REQUIRED ACTION: Your response should contain every line from the data below that holds the string "positive".

(Stored dataset items)
——
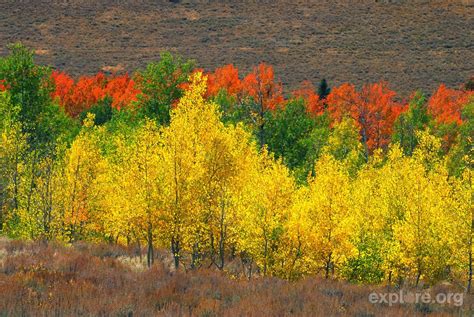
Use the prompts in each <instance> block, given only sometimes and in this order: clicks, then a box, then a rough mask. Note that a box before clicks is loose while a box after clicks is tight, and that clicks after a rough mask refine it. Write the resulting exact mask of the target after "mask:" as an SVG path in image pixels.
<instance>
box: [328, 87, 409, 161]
mask: <svg viewBox="0 0 474 317" xmlns="http://www.w3.org/2000/svg"><path fill="white" fill-rule="evenodd" d="M395 97H396V93H395V92H394V91H392V90H390V89H389V88H388V86H387V84H386V83H384V82H381V83H376V84H372V85H366V86H364V87H363V88H362V91H360V92H357V91H356V89H355V87H354V86H353V85H350V84H343V85H341V86H340V87H336V88H334V89H333V90H332V92H331V93H330V94H329V96H328V99H327V103H328V110H329V112H330V113H331V116H332V118H333V119H334V120H336V121H339V120H340V119H341V118H342V117H343V116H344V115H350V116H351V117H352V118H354V120H356V122H357V124H358V126H359V129H360V130H359V131H360V135H361V139H362V142H363V144H364V146H365V147H366V152H367V153H366V154H367V155H368V154H369V153H371V152H372V151H373V150H375V149H377V148H385V147H386V146H387V145H388V143H389V142H390V136H391V134H392V131H393V124H394V123H395V120H396V119H397V117H398V116H399V115H400V113H402V112H403V111H404V110H405V107H404V106H403V105H401V104H399V103H397V102H396V101H395Z"/></svg>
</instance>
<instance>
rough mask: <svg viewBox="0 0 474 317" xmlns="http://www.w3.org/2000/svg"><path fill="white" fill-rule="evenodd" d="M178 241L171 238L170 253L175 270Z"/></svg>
mask: <svg viewBox="0 0 474 317" xmlns="http://www.w3.org/2000/svg"><path fill="white" fill-rule="evenodd" d="M179 251H180V250H179V241H178V240H177V239H176V238H175V237H172V238H171V253H172V254H173V258H174V268H175V269H176V270H177V269H178V267H179Z"/></svg>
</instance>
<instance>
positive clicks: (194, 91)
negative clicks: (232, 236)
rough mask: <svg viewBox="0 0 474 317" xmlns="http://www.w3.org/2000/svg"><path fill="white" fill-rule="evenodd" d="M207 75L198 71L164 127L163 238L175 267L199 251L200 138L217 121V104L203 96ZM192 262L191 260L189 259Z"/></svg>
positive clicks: (217, 120)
——
REPLY:
positive clicks: (194, 91)
positive clicks: (217, 120)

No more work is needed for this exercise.